Please format every line of the records below as a JSON list of strings, one string per line, leaving out any blank lines.

GIVEN ENTRIES »
______

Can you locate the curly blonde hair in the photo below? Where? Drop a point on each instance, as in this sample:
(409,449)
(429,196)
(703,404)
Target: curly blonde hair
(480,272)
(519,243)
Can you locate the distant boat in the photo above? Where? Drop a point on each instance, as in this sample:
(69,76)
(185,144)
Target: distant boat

______

EXERCISE ANSWER »
[
  "Can you locate the curly blonde hair in the photo below? Where? Drop a point on each instance, as in this sample:",
  "(409,449)",
  "(429,196)",
  "(703,404)",
  "Target: curly blonde hair",
  "(480,272)",
  "(519,243)",
  "Can you locate the distant boat in the photo above? Where? Drop a point on each instance, as in this sample:",
  "(69,76)",
  "(185,144)",
  "Target: distant boat"
]